_Source records_:
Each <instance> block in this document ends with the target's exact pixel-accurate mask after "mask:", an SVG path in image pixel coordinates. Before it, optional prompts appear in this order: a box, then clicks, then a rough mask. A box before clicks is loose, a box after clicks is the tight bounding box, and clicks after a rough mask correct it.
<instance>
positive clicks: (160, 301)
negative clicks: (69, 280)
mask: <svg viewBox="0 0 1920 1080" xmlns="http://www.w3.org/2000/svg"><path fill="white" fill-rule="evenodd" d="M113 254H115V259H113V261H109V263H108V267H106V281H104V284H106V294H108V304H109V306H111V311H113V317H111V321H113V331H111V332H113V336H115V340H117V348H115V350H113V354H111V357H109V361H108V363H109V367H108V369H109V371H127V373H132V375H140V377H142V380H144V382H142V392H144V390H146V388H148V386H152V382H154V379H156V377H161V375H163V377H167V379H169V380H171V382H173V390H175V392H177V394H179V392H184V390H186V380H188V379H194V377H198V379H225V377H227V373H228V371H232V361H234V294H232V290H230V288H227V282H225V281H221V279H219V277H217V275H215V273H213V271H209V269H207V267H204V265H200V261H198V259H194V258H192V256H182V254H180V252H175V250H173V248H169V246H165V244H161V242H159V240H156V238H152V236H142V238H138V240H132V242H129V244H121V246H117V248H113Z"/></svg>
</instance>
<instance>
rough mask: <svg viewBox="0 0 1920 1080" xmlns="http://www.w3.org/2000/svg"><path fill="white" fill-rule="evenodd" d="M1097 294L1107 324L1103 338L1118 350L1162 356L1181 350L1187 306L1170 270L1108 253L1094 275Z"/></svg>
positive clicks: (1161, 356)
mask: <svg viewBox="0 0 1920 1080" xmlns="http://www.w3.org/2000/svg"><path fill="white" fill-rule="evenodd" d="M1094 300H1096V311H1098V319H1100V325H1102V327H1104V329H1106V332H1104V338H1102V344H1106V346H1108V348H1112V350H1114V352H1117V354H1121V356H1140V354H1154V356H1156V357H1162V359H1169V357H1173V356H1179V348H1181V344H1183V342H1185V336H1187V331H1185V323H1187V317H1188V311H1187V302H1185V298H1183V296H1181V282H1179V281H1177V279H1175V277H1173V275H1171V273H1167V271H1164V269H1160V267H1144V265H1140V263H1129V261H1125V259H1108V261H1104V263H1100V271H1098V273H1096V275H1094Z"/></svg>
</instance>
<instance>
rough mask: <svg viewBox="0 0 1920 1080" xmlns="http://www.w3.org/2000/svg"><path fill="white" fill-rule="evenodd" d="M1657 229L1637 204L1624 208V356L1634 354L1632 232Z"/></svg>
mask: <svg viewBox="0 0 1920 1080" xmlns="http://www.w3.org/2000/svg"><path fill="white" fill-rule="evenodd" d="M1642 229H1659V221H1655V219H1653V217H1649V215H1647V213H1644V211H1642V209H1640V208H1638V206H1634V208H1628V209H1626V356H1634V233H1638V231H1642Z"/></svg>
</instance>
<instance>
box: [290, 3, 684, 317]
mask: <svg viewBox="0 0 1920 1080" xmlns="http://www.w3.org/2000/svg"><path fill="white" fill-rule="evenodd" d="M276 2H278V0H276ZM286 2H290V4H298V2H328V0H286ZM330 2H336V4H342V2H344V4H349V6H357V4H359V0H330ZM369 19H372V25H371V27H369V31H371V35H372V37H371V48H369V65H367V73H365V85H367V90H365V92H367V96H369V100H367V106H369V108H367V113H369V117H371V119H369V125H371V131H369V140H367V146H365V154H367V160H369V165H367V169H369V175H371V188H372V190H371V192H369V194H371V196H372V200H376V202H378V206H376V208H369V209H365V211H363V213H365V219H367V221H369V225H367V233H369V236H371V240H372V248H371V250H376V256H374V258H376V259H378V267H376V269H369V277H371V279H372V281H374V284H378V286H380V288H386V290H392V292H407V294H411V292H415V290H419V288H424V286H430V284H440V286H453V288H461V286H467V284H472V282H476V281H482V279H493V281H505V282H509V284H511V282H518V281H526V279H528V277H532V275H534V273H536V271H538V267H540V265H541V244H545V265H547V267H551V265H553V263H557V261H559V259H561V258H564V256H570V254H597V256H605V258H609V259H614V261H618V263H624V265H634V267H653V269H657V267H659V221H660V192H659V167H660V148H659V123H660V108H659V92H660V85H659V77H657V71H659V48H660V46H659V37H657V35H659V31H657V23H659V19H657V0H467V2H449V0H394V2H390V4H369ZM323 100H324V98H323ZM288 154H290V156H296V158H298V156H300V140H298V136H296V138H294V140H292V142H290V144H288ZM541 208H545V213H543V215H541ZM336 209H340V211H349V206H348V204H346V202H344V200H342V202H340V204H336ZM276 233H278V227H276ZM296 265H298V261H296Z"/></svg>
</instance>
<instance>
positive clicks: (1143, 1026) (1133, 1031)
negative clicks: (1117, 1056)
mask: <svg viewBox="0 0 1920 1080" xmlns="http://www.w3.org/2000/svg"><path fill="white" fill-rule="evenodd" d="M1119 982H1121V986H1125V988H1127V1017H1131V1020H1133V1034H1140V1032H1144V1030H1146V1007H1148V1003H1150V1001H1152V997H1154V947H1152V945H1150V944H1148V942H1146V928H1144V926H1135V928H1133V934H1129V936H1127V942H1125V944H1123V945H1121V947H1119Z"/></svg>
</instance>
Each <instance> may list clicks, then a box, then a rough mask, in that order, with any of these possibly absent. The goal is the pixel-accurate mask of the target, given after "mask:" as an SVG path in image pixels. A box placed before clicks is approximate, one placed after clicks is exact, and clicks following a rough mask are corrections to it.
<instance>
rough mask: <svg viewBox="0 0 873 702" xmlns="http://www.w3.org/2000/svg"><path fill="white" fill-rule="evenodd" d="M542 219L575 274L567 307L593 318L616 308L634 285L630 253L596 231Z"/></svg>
...
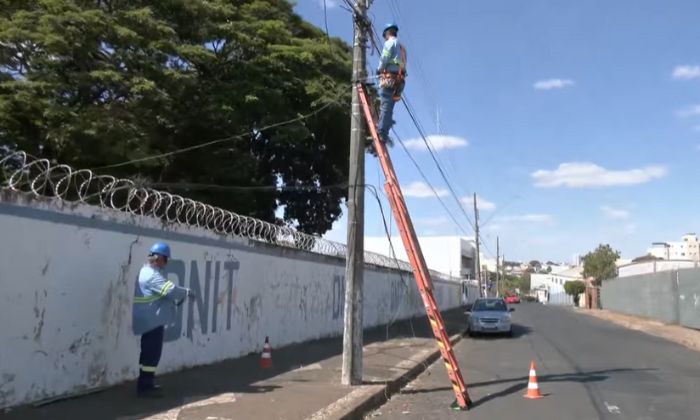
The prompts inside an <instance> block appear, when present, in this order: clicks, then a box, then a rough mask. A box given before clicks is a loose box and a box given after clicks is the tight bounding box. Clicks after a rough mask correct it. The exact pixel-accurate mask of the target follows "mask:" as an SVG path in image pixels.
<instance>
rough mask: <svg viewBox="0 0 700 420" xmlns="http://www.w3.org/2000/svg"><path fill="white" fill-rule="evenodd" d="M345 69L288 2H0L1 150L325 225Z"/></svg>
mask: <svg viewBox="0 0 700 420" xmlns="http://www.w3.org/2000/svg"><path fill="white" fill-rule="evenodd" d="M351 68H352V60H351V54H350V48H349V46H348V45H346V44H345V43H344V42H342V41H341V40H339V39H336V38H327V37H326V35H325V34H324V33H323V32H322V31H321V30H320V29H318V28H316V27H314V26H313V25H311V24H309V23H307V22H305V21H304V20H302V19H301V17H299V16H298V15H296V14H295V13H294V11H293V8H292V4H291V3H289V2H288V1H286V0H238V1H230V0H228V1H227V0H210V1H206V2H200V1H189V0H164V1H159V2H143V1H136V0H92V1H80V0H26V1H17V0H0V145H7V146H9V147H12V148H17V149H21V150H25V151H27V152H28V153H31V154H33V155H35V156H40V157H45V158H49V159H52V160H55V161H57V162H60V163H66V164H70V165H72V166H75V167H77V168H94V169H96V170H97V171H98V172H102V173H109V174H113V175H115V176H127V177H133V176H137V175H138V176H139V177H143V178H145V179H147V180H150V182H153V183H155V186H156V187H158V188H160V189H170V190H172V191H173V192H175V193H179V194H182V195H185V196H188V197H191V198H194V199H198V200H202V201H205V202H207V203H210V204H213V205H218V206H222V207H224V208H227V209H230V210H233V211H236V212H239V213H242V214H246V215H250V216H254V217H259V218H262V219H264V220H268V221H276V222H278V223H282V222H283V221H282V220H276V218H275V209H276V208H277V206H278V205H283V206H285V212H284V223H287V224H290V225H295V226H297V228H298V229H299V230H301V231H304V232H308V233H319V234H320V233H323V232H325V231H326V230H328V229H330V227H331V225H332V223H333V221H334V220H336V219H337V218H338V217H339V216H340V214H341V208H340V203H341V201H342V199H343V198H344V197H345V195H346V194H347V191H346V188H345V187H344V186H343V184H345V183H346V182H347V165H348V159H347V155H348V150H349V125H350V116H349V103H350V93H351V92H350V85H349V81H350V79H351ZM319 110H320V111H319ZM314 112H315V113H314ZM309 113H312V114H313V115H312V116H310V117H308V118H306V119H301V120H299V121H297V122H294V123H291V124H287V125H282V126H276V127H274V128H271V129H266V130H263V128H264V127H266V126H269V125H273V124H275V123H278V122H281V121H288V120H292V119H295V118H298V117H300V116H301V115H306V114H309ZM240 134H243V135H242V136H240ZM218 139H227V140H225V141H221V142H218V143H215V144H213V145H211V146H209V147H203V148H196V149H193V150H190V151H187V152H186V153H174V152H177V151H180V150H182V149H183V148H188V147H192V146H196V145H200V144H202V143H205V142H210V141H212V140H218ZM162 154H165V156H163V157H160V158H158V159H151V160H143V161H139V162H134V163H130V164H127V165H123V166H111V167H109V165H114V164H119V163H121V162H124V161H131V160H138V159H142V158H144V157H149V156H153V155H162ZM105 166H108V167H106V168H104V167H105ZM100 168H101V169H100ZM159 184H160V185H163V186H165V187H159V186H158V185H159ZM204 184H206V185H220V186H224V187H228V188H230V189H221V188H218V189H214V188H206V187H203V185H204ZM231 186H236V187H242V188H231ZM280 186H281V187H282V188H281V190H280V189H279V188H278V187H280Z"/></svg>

_Your instructions_:
Can you copy, unchanged, every line from the one containing "Each <instance> block" up to and including the one containing "negative clicks: (69, 280)"?

_Response_:
Each <instance> block in this document ends with the target's exact pixel-accurate mask after "mask:", an SVG path in image pixel coordinates. Before it, optional prompts appear in this order: a box, then clicks, then a rough mask. A box before clicks is loose, a box after clicks is the tight bounding box, and clicks after a rough mask correct it.
<instance>
positive clicks: (160, 301)
negative clicks: (69, 280)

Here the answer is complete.